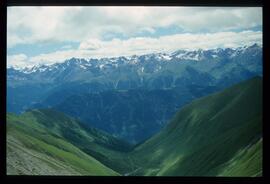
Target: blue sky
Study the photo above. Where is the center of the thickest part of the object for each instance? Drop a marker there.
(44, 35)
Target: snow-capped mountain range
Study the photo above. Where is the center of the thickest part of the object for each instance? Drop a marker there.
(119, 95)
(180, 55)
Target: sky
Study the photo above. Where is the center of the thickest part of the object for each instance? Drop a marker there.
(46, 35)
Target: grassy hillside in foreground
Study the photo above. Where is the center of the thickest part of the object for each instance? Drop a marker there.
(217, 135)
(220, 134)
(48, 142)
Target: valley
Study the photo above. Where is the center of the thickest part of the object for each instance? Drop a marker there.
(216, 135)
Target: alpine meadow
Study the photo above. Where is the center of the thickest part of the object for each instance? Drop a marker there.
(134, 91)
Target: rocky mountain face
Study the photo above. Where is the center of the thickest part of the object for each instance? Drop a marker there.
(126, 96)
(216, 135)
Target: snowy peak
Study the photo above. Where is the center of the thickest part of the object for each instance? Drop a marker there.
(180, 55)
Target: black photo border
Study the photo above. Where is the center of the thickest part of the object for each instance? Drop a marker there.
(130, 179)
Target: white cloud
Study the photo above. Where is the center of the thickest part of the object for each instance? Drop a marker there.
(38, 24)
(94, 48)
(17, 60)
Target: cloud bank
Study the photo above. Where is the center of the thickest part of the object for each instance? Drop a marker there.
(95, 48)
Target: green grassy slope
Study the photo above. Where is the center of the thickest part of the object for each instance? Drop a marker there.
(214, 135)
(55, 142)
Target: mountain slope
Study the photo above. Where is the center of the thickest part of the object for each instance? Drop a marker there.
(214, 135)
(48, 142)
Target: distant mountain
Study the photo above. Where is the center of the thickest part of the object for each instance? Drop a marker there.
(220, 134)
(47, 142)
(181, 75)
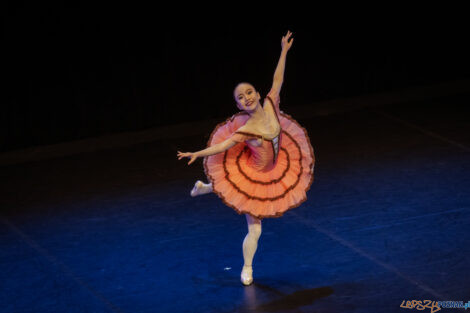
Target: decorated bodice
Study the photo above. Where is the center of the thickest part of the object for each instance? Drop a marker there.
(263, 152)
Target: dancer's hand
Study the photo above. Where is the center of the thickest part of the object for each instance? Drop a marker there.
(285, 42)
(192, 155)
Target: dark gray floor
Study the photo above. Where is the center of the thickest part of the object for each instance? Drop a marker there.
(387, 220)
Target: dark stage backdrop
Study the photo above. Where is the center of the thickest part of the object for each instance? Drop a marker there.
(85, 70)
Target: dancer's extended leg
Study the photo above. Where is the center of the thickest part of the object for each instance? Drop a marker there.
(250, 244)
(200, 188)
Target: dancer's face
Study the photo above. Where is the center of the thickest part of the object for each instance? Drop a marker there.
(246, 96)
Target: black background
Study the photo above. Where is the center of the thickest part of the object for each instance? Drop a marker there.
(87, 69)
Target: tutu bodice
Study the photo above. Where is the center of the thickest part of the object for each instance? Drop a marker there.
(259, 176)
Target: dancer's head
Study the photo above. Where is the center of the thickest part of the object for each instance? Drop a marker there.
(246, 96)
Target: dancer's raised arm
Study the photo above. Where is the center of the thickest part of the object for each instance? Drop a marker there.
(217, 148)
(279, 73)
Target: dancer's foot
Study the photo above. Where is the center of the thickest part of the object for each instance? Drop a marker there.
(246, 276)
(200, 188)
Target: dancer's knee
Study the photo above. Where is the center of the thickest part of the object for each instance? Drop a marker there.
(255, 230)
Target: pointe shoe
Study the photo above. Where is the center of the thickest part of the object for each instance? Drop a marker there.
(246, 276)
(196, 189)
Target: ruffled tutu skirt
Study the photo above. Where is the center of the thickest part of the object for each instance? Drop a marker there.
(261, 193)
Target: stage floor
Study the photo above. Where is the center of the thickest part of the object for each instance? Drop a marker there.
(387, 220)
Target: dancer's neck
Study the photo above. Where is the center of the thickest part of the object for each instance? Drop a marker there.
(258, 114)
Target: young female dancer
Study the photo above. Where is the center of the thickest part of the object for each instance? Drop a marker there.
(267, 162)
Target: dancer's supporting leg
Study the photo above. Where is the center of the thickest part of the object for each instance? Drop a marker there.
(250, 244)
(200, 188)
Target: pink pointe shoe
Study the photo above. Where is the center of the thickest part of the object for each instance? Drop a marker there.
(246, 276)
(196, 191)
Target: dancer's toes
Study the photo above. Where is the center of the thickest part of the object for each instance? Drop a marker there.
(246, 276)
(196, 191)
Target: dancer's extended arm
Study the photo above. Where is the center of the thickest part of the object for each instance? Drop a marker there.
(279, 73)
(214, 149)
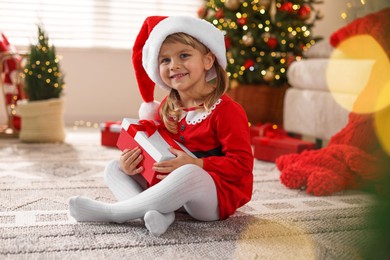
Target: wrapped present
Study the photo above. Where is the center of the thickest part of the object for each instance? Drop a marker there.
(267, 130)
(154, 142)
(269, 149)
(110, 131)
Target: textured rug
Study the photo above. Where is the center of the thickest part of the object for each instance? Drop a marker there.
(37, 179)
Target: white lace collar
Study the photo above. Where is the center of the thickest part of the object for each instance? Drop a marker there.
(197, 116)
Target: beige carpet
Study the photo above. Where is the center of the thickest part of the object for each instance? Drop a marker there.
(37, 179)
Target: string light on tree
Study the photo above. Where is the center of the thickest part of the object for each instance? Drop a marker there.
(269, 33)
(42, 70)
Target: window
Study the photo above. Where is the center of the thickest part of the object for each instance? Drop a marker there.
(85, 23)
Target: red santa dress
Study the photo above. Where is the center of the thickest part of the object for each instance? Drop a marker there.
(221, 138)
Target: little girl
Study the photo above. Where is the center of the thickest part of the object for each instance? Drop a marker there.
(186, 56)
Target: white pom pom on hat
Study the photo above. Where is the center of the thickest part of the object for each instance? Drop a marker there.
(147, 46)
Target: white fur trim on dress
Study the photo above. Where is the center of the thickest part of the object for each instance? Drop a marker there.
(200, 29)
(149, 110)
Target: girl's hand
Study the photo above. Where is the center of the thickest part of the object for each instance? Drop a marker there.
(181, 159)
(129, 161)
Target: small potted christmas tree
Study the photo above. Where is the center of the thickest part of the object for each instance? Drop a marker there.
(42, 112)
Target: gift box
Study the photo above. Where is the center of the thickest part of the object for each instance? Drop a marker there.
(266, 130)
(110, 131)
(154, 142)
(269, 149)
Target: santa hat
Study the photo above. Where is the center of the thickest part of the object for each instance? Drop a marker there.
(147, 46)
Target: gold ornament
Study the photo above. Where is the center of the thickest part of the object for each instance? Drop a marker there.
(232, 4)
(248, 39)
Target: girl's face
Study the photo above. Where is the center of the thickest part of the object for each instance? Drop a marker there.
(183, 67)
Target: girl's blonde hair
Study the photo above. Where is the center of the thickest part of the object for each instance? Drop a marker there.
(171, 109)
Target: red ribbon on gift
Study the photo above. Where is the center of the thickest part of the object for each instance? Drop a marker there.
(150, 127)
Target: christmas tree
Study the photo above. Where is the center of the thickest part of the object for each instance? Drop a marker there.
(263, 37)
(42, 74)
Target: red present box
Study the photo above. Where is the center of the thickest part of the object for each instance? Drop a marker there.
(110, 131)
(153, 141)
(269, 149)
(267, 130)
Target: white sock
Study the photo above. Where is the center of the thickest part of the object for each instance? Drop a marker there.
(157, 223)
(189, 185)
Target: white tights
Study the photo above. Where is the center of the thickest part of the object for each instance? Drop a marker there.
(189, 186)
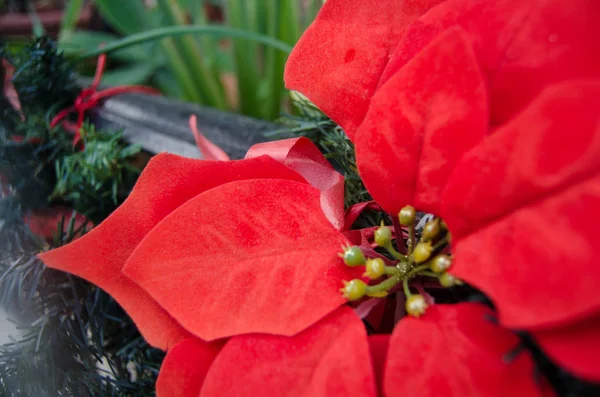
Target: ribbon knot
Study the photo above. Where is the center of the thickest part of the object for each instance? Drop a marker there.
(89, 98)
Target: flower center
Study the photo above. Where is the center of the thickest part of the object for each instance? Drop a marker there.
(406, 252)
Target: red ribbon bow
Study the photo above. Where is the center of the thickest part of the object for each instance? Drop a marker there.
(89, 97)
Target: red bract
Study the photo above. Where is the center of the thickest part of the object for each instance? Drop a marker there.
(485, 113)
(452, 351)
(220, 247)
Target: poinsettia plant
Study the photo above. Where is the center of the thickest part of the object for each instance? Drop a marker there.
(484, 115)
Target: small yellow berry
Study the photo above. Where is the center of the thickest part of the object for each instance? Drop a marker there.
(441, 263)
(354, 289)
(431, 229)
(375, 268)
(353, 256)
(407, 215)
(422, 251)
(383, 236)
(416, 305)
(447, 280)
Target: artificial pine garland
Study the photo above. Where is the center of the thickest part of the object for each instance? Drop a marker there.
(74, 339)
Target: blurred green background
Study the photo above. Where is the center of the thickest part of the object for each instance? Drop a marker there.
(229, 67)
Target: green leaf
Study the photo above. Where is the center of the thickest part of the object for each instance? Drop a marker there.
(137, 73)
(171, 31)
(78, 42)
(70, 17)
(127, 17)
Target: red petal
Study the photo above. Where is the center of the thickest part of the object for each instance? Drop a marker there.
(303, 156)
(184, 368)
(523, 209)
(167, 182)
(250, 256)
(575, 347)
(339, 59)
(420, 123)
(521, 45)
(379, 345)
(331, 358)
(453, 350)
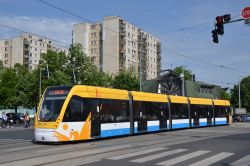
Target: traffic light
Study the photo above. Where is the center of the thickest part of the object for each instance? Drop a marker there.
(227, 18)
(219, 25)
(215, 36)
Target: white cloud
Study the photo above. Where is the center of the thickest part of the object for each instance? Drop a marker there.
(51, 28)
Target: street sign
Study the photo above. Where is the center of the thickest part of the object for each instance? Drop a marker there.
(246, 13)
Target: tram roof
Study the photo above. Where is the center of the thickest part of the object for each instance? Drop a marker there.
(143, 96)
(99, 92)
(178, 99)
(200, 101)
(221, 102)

--

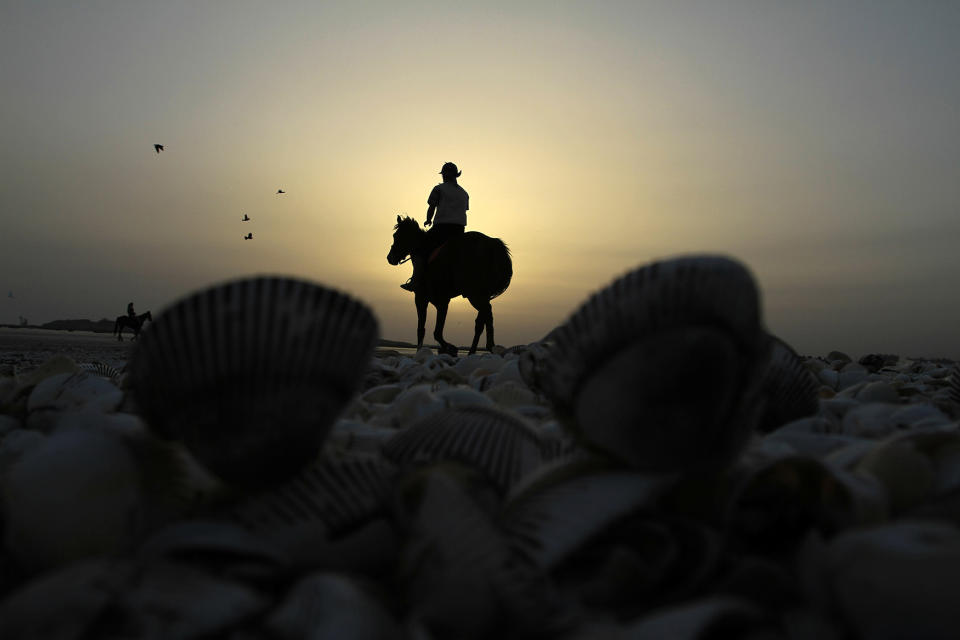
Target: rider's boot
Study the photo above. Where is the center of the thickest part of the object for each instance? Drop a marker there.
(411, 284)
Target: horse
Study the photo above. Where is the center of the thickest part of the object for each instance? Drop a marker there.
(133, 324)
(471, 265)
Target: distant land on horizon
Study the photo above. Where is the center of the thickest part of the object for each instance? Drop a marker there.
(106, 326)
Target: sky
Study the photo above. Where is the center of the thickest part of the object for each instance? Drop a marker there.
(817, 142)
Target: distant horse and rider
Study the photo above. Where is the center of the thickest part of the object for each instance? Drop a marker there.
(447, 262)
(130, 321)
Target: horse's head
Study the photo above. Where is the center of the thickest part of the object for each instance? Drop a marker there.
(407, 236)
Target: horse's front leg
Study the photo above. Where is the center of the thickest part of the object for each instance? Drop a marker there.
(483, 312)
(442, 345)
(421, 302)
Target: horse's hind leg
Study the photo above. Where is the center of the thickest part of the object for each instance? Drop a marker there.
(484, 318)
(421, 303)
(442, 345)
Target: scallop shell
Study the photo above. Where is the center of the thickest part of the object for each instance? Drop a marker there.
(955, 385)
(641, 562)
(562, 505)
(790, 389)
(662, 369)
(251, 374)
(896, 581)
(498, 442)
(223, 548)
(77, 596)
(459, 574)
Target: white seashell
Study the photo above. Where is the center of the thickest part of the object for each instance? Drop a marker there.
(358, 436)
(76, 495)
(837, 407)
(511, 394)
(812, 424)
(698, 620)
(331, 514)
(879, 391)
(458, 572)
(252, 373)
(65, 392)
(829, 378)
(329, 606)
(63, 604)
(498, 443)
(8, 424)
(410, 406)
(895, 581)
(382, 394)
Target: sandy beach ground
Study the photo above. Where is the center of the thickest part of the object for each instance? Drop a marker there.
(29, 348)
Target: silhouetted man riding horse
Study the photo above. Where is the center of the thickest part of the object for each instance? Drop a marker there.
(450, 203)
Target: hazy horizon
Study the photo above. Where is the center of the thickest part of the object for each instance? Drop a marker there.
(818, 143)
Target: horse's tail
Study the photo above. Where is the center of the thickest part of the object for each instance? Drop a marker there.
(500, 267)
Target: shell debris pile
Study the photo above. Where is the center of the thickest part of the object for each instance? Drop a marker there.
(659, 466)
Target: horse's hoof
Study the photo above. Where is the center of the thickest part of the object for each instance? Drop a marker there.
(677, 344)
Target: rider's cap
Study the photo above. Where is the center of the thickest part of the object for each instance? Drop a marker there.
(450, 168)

* * *

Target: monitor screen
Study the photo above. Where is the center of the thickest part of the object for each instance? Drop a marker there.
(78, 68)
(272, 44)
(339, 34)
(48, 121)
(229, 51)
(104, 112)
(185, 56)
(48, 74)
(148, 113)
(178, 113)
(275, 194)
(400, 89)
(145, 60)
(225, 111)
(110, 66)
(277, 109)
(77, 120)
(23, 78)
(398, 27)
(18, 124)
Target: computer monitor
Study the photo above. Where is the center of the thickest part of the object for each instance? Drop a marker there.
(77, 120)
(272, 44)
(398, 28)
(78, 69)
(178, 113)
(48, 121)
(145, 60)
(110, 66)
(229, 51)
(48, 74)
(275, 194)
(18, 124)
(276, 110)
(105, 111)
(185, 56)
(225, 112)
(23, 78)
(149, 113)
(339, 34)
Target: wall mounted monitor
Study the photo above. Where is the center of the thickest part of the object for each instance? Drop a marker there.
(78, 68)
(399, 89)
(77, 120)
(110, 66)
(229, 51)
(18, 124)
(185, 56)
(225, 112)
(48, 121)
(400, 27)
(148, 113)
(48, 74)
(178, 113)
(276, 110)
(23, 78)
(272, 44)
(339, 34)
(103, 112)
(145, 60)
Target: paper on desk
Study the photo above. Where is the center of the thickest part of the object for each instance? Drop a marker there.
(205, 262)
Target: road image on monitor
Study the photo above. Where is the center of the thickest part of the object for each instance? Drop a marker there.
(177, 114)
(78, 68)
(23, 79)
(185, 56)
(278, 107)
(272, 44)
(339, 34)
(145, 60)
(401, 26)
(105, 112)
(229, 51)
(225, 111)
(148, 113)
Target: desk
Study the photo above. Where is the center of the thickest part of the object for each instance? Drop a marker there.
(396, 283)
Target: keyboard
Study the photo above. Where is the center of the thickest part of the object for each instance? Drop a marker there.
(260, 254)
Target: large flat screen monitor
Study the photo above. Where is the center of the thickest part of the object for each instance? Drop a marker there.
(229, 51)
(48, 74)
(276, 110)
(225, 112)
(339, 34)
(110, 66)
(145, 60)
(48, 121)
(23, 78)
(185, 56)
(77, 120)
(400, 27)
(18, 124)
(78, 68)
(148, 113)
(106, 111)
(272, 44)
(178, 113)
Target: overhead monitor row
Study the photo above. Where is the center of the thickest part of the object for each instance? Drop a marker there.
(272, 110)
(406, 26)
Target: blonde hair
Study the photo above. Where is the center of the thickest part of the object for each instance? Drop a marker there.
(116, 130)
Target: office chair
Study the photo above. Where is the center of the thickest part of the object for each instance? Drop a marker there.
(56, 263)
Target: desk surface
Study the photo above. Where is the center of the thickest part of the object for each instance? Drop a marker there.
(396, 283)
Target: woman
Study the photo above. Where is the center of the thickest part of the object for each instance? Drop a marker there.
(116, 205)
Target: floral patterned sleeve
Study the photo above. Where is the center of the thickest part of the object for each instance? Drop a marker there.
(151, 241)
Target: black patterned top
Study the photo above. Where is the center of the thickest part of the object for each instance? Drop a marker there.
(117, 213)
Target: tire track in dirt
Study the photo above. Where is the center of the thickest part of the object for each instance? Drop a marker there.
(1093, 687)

What this task involves.
Using only the entries above, output the line with "Target: wrapped present", the line with "Target: white lace collar", and all lines between them, exactly as they stand.

Written reply.
Target: wrapped present
Study the photo above. Where is the center of the thickest part of the object for each instance? Drop a marker there.
(267, 130)
(154, 142)
(269, 149)
(110, 131)
Target: textured rug
Study the photo above. Where is the center of the thickest part of the object for each instance? Drop a marker there.
(37, 179)
Target: white lace collar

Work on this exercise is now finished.